Supplied records
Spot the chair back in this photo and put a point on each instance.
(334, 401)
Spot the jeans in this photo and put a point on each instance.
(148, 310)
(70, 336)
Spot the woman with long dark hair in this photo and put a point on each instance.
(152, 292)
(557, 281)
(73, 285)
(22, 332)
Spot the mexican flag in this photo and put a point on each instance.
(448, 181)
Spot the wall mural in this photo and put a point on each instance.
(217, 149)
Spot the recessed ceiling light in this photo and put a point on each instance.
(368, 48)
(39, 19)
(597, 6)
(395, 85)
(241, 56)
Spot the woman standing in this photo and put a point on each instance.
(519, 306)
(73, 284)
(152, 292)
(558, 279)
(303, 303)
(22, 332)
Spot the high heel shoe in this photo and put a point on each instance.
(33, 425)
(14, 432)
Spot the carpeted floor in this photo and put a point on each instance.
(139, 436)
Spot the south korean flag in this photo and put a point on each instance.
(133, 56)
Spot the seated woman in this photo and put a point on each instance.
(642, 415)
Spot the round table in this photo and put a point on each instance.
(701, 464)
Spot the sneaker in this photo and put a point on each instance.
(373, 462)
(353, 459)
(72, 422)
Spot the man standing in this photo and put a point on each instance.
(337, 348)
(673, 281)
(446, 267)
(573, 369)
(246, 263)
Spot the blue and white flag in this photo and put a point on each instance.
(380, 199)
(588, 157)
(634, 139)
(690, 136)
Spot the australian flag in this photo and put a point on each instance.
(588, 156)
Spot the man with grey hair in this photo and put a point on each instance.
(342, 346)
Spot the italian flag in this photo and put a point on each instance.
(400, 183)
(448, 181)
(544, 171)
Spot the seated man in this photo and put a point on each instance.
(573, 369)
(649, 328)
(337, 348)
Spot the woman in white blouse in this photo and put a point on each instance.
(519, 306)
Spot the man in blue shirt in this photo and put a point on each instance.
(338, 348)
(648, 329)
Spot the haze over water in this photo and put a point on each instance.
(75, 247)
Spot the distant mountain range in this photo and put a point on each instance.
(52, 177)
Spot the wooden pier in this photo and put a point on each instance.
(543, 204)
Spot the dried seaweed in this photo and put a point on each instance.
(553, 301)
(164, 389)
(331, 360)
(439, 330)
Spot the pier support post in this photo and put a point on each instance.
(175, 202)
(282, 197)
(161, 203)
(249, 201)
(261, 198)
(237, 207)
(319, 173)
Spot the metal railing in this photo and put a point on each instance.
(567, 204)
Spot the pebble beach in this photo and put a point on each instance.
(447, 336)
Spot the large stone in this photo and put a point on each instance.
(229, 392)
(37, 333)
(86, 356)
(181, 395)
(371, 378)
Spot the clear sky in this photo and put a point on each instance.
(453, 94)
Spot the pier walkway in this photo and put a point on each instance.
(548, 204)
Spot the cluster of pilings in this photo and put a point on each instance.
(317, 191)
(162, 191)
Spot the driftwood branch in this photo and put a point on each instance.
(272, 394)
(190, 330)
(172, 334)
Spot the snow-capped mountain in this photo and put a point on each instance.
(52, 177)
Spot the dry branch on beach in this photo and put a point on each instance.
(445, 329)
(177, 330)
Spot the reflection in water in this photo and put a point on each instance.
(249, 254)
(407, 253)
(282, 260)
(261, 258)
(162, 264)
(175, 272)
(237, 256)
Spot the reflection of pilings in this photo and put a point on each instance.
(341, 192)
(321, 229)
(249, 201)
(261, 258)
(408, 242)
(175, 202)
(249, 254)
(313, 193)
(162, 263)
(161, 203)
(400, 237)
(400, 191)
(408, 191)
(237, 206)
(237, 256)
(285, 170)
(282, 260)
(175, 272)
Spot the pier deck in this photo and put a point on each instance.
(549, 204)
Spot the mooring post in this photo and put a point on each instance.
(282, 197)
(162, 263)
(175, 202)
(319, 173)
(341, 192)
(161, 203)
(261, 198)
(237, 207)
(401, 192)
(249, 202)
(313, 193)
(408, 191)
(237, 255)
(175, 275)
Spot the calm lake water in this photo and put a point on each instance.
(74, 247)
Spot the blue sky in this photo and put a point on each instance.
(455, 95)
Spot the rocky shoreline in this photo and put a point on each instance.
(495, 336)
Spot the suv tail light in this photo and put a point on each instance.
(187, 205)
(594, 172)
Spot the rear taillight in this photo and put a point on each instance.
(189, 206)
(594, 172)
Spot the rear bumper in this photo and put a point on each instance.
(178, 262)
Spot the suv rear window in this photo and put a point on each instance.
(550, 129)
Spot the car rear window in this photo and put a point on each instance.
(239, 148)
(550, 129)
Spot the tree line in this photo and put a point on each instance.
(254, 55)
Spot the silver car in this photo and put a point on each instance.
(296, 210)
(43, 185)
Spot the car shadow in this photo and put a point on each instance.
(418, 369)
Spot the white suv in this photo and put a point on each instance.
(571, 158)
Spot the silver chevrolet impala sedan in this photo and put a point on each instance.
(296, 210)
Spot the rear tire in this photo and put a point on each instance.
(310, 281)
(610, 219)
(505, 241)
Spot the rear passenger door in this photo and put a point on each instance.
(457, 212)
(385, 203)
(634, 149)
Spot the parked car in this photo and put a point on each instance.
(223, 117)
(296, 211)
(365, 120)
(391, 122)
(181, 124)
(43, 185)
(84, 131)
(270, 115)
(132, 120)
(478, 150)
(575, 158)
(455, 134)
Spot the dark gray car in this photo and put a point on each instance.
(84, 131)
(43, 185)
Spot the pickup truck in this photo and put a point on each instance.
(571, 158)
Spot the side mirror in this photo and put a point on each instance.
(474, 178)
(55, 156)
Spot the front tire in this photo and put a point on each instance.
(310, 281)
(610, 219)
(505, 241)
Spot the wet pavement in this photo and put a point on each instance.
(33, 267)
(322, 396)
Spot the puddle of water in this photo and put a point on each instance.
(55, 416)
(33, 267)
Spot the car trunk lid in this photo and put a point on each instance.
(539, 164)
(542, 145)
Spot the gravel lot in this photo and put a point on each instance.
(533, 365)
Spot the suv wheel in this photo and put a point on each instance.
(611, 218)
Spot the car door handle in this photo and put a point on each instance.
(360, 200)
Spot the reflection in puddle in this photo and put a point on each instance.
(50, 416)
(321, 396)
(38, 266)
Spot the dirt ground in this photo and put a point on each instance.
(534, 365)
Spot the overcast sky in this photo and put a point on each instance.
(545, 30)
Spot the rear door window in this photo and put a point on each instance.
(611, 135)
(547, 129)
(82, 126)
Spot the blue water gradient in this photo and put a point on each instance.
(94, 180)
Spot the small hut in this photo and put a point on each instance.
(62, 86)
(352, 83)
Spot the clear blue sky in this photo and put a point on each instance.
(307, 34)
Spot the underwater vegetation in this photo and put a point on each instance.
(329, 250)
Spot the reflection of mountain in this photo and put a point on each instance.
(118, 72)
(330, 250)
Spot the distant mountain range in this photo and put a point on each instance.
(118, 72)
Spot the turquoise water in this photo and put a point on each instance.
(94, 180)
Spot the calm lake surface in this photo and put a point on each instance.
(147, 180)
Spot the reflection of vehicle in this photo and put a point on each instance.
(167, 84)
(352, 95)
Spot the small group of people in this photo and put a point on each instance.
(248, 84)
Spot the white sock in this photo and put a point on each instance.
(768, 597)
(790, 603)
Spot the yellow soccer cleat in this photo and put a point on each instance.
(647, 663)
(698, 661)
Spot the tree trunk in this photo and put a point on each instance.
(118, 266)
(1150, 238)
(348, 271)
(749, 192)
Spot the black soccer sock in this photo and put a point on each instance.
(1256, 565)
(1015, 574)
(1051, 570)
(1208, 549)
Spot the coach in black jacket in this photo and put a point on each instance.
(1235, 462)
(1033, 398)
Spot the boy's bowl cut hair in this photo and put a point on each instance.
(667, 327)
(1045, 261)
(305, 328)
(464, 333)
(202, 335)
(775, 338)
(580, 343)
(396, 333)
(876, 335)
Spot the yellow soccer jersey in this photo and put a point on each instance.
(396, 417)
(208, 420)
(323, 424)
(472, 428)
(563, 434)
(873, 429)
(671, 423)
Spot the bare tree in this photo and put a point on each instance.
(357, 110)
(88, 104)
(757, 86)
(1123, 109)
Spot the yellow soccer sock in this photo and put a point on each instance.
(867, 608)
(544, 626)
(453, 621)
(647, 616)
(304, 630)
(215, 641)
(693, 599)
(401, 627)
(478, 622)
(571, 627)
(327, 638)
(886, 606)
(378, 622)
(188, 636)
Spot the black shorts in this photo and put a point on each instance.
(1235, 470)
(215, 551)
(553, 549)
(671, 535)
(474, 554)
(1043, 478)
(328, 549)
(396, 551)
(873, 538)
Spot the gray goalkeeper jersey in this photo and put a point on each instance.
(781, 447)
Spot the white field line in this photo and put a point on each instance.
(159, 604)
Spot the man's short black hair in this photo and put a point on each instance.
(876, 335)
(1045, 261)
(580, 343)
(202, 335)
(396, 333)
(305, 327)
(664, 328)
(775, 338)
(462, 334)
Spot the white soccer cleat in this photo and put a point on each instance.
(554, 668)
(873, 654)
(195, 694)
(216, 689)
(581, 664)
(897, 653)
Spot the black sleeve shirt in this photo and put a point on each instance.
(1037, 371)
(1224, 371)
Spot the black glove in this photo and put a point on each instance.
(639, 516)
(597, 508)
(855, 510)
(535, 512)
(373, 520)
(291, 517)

Aim of the exercise
Beginning at the line that holds "Spot the boy's", reproduce the lines exactly up to and including the final line of the entries.

Solution to this problem
Spot the boy's bowl cut hair in this photo and put a point on each instance.
(667, 327)
(1045, 261)
(305, 328)
(464, 333)
(202, 335)
(775, 338)
(580, 343)
(396, 333)
(876, 335)
Spot the yellow soccer jersey in this photo and put a point on each instance.
(396, 417)
(208, 420)
(323, 424)
(472, 428)
(563, 434)
(873, 429)
(671, 423)
Spot the bare tree in this photo and put a point on each instance.
(357, 110)
(88, 104)
(757, 86)
(1123, 109)
Spot the yellow soccer sock in this photo and put a point on each instance.
(867, 608)
(544, 626)
(453, 621)
(647, 616)
(304, 630)
(215, 641)
(693, 599)
(401, 627)
(478, 622)
(571, 627)
(327, 638)
(886, 606)
(378, 622)
(188, 636)
Spot the black shorts in this photo and put a point on each instance.
(1235, 470)
(215, 551)
(553, 549)
(671, 535)
(474, 554)
(1043, 478)
(328, 549)
(396, 551)
(873, 538)
Spot the gray goalkeeper jersey in this photo and put a point on each instance.
(781, 447)
Spot the white field line in this photo and put a point on each instance.
(159, 604)
Spot the man's short black hair in this photo and put a point on each instance.
(876, 335)
(1045, 261)
(580, 343)
(202, 335)
(396, 333)
(305, 327)
(664, 328)
(775, 338)
(462, 334)
Spot the white soccer cleat in this photo and put a point on each instance.
(554, 668)
(873, 654)
(195, 694)
(216, 689)
(581, 664)
(897, 653)
Spot the black sleeve shirt in this photo and put a point on each instance.
(1037, 371)
(1224, 371)
Spot the black glove in this photo and put a point on each instance.
(639, 516)
(597, 508)
(855, 510)
(535, 512)
(373, 520)
(291, 517)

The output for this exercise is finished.